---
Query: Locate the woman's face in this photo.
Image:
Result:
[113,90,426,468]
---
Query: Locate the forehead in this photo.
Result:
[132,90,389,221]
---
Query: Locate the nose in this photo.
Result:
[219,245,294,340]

____

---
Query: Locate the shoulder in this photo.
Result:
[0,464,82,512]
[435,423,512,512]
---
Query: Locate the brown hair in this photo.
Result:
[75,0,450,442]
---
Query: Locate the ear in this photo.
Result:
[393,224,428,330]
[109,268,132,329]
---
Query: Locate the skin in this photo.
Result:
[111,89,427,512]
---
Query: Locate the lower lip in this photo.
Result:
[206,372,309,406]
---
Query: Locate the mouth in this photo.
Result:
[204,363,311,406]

____

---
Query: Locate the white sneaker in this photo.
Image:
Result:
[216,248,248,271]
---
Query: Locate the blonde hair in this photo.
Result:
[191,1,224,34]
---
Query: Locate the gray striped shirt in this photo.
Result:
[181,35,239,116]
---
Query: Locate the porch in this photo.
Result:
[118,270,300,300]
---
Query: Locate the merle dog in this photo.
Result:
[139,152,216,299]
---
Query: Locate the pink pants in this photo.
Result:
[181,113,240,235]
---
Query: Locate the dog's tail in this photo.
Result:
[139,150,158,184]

____

▶ **GOAL**: Return every line of the records above that contains the word "hair", copying each one in full.

▶ **ANSWER TO THIS PROBLEM**:
Query: Locate the brown hair in this photo.
Query: Locate the blonde hair in this photo.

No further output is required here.